** Start of Recorded data **

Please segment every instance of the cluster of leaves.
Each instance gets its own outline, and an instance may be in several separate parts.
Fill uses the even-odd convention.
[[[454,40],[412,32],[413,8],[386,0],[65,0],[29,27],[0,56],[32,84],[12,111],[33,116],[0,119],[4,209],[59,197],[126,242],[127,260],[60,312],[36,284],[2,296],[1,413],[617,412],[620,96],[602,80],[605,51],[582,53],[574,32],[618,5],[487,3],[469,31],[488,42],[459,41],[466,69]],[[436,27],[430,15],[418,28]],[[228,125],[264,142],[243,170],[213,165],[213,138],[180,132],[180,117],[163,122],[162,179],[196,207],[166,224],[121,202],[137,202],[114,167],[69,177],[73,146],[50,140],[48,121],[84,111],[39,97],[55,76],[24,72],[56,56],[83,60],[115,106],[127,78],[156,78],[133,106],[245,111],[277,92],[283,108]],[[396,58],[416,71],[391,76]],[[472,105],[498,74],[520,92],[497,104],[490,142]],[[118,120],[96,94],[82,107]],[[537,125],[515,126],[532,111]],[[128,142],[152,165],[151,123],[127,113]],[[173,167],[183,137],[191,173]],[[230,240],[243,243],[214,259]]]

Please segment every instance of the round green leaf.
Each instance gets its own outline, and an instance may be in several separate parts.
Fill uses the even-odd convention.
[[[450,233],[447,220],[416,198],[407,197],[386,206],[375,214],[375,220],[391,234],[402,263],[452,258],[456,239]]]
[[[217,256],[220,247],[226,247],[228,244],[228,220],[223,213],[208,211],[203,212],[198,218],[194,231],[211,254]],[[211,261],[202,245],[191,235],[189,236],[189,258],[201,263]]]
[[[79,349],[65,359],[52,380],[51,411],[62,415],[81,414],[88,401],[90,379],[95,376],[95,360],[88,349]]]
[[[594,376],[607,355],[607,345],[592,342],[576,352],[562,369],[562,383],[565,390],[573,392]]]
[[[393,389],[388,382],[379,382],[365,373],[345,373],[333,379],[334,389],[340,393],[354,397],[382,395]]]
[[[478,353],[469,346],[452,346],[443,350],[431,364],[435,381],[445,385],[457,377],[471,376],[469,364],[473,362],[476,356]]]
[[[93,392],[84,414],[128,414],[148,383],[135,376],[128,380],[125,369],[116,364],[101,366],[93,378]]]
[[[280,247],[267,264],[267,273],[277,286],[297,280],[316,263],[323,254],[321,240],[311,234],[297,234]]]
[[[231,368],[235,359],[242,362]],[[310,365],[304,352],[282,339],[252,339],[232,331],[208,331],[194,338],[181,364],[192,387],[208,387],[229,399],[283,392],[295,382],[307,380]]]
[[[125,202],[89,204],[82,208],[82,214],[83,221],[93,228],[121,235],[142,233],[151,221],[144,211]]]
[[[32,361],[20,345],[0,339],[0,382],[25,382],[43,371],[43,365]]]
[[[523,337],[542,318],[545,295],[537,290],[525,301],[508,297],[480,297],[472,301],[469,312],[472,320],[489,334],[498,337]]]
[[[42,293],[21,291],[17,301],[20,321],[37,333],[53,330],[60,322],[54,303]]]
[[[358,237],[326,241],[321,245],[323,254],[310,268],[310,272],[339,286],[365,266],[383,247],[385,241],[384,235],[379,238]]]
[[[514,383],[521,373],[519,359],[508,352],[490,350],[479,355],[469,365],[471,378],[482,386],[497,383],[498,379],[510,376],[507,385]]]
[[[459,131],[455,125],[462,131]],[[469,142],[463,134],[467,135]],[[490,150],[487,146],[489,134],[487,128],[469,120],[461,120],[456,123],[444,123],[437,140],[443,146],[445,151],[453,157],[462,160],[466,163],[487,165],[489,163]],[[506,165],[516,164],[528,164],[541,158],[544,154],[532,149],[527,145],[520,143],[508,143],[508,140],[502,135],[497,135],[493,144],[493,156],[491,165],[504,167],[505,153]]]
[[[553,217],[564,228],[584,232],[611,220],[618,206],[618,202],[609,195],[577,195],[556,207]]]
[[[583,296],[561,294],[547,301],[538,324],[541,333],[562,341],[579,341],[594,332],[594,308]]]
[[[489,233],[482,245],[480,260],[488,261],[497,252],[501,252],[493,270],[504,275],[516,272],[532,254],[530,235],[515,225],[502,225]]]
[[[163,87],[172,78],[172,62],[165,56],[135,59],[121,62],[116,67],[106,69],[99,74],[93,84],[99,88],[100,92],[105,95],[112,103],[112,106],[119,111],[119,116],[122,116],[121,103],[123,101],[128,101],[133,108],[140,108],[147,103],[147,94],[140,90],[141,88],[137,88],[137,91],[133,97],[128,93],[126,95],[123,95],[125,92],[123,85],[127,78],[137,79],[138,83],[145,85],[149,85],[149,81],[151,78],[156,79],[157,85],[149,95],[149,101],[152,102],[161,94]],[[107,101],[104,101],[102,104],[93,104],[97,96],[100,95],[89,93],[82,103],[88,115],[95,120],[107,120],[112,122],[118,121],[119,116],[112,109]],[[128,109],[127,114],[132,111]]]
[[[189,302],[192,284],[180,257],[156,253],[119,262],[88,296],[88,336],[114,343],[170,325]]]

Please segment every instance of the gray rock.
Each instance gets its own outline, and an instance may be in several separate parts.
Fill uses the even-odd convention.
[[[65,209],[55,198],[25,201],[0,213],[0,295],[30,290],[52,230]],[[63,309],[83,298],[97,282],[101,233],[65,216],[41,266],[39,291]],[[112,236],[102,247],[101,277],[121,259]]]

** End of Recorded data **

_Exercise details_: Please print the whole listing above again, line for line, without changing anything.

_Completed exercise_:
Please segment every instance of the cluster of leaves.
Each instance gets its own outline, and an instance may be in several separate parts.
Fill uses the even-odd convention.
[[[454,40],[412,32],[413,8],[386,0],[65,0],[29,27],[0,56],[32,84],[12,111],[33,116],[0,119],[4,209],[59,197],[126,242],[127,260],[60,312],[36,284],[2,296],[1,413],[617,412],[620,96],[602,80],[605,51],[582,53],[574,32],[618,5],[487,3],[469,31],[488,42],[459,41],[466,69]],[[436,27],[430,15],[418,28]],[[228,125],[264,142],[243,170],[213,165],[213,138],[180,132],[180,117],[163,122],[162,179],[196,207],[166,224],[121,202],[137,202],[114,167],[69,177],[73,146],[50,140],[48,121],[84,111],[39,97],[55,76],[24,72],[56,56],[83,60],[115,106],[127,78],[156,78],[133,106],[245,111],[277,92],[283,108]],[[396,58],[416,71],[391,76]],[[472,105],[498,74],[520,92],[497,104],[490,142]],[[118,120],[96,94],[82,107]],[[537,125],[515,126],[532,111]],[[128,142],[152,165],[151,123],[127,113]],[[173,167],[183,137],[191,173]],[[230,240],[243,243],[214,259]]]

Please segment every instance of the round green leaf.
Each instance gets its own outline, and an instance may be in several separate parts.
Fill uses the even-odd convention.
[[[450,233],[447,220],[416,198],[407,197],[386,206],[375,214],[375,220],[391,234],[402,263],[452,258],[456,239]]]
[[[217,256],[220,247],[226,247],[228,244],[228,220],[223,213],[208,211],[203,212],[198,218],[194,231],[211,254]],[[211,261],[202,245],[191,235],[189,236],[189,258],[201,263]]]
[[[79,349],[65,359],[52,380],[51,411],[62,415],[81,414],[88,401],[90,379],[95,376],[95,360],[88,349]]]
[[[594,376],[607,355],[607,345],[592,342],[576,352],[562,369],[562,383],[565,390],[573,392]]]
[[[393,389],[388,382],[379,382],[365,373],[345,373],[333,379],[334,389],[340,393],[354,397],[382,395]]]
[[[478,353],[469,346],[452,346],[443,350],[431,364],[435,381],[445,385],[457,377],[471,376],[469,364],[473,362],[476,356]]]
[[[93,392],[84,414],[128,414],[148,383],[135,376],[128,380],[125,369],[116,364],[101,366],[93,378]]]
[[[280,247],[267,264],[267,273],[277,286],[297,280],[316,263],[323,254],[321,240],[311,234],[297,234]]]
[[[231,368],[235,359],[242,362]],[[310,365],[304,352],[282,339],[252,339],[232,331],[208,331],[194,338],[181,364],[192,387],[208,387],[229,399],[283,392],[295,382],[307,380]]]
[[[125,202],[89,204],[82,208],[82,214],[83,221],[93,228],[121,235],[142,233],[151,221],[144,211]]]
[[[32,361],[20,345],[0,339],[0,382],[25,382],[43,371],[43,365]]]
[[[523,337],[542,318],[545,295],[537,290],[525,301],[508,297],[480,297],[472,301],[469,312],[472,320],[489,334],[498,337]]]
[[[42,293],[21,291],[17,301],[20,321],[37,333],[53,330],[60,322],[54,303]]]
[[[358,237],[326,241],[321,245],[323,254],[310,268],[310,272],[339,286],[365,266],[383,247],[385,241],[384,235],[379,238]]]
[[[514,383],[521,373],[519,359],[508,352],[490,350],[479,355],[469,365],[471,378],[482,386],[497,383],[498,379],[510,376],[507,385]]]
[[[459,131],[455,125],[462,131]],[[469,142],[463,134],[467,135]],[[490,150],[487,146],[489,134],[487,128],[469,120],[461,120],[456,123],[444,123],[437,140],[443,146],[445,151],[453,157],[462,160],[466,163],[487,165],[489,163]],[[506,165],[516,164],[528,164],[541,158],[544,154],[532,149],[527,145],[520,143],[508,143],[508,140],[502,135],[497,135],[493,144],[493,156],[491,165],[504,167],[505,153]]]
[[[553,217],[564,228],[584,232],[611,220],[618,206],[618,202],[609,195],[577,195],[556,207]]]
[[[583,296],[561,294],[547,301],[538,324],[541,333],[562,341],[579,341],[594,332],[594,308]]]
[[[489,233],[482,245],[480,260],[488,261],[497,252],[501,252],[493,270],[504,275],[516,272],[532,254],[530,235],[515,225],[502,225]]]
[[[163,87],[172,78],[172,62],[165,56],[135,59],[121,62],[116,67],[106,69],[99,74],[93,84],[99,88],[100,92],[105,95],[112,103],[112,106],[119,111],[119,116],[122,116],[121,103],[123,101],[128,101],[133,108],[140,108],[147,103],[147,94],[140,90],[141,88],[137,88],[137,91],[133,97],[128,93],[126,95],[123,95],[125,92],[123,85],[127,78],[137,79],[138,83],[145,85],[149,85],[149,81],[151,78],[156,79],[157,85],[149,95],[149,101],[152,102],[161,94]],[[107,101],[104,101],[102,104],[93,104],[97,96],[100,95],[89,93],[82,103],[88,115],[95,120],[107,120],[112,122],[118,121],[119,116],[112,109]],[[128,109],[127,114],[132,111]]]
[[[189,302],[192,284],[180,257],[156,253],[119,262],[88,296],[88,336],[114,343],[170,325]]]

Please segment every instance of the gray rock.
Each instance gets its own outline, and an instance may be in several separate parts.
Fill uses the even-odd convention.
[[[65,209],[55,198],[25,201],[0,213],[0,295],[30,290],[52,230]],[[63,309],[83,298],[97,282],[101,233],[65,216],[41,266],[39,291]],[[112,236],[102,247],[101,277],[121,259]]]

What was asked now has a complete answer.